╭─ Supplied data

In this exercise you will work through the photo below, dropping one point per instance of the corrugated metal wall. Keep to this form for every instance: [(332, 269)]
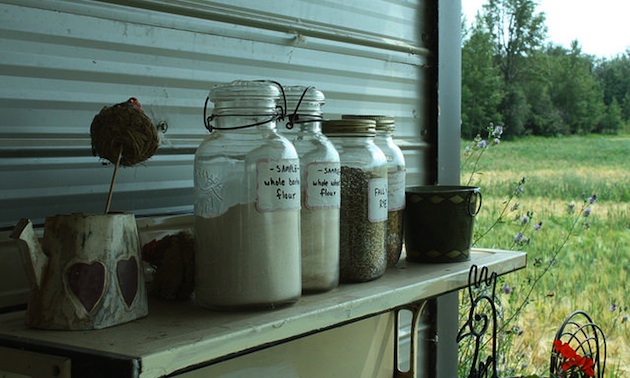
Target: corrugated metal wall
[(61, 61)]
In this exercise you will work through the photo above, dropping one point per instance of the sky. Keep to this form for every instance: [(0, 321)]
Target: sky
[(602, 27)]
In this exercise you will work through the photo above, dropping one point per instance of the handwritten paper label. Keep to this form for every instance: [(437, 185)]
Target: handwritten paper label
[(278, 185), (396, 190), (377, 200), (323, 185)]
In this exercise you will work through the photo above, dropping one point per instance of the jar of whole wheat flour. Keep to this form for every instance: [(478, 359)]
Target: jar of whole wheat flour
[(247, 202), (321, 188), (363, 199)]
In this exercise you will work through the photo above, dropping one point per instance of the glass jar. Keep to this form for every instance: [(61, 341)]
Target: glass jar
[(321, 189), (396, 173), (247, 203), (363, 199)]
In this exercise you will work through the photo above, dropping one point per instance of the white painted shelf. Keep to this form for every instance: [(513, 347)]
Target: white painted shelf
[(177, 335)]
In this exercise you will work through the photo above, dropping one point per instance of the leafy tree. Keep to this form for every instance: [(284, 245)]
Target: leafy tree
[(481, 83), (614, 77), (612, 121), (517, 32), (575, 93)]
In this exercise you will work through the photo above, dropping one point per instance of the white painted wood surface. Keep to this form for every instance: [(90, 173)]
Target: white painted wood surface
[(178, 335)]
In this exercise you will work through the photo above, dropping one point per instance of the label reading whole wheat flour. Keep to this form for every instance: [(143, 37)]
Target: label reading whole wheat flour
[(323, 185), (278, 185)]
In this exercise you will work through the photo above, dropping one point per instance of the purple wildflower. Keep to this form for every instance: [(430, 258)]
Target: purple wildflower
[(520, 238), (517, 330), (525, 219), (613, 307)]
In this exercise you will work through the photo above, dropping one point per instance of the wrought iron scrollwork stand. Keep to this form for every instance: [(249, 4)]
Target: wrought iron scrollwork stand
[(482, 295)]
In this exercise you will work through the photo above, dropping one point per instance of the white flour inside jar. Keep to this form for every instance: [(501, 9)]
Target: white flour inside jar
[(247, 259)]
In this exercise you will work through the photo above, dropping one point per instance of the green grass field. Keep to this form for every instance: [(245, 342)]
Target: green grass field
[(588, 257)]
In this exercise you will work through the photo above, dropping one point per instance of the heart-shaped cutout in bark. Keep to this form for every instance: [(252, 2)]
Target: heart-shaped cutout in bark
[(87, 282), (127, 272)]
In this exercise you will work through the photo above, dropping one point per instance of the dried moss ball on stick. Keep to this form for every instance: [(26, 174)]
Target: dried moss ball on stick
[(123, 129)]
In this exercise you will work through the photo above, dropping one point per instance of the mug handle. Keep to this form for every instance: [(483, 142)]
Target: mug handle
[(471, 209)]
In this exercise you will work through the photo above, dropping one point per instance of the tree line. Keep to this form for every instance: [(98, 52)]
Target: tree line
[(510, 76)]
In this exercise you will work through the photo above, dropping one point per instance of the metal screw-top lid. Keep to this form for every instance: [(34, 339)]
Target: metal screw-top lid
[(355, 127), (385, 123)]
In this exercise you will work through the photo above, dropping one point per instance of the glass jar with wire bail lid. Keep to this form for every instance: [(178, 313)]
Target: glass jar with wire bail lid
[(321, 184), (247, 202), (363, 199), (396, 172)]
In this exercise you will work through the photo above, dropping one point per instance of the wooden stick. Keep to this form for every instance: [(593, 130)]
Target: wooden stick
[(111, 185)]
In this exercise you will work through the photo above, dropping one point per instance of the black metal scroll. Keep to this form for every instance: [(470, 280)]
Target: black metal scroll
[(586, 339), (482, 319)]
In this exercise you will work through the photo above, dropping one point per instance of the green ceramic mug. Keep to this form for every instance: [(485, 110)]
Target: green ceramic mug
[(439, 222)]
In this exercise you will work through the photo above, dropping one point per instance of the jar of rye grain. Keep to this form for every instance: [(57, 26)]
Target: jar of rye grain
[(247, 202), (363, 199), (395, 183), (321, 188)]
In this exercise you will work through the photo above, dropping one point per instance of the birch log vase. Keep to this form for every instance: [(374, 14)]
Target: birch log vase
[(93, 277)]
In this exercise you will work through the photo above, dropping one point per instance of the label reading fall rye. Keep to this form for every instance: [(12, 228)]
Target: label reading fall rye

╰─

→ **Problem details**:
Would you output, from the records above, exactly the run of lines that starts at the line containing "instance: [(485, 110)]" and ends at the line containing "instance: [(57, 26)]", and only that run?

→ **Output**:
In this exercise you will work through the photo above, dropping one point per instance of the green ceramic mug. Keep to this form for every instance: [(485, 110)]
Target: green ceramic mug
[(439, 222)]
In this exercise you will work through the photo above, dropping one point per instance of the jar of rye grain. Keep to this form for every instance: [(57, 26)]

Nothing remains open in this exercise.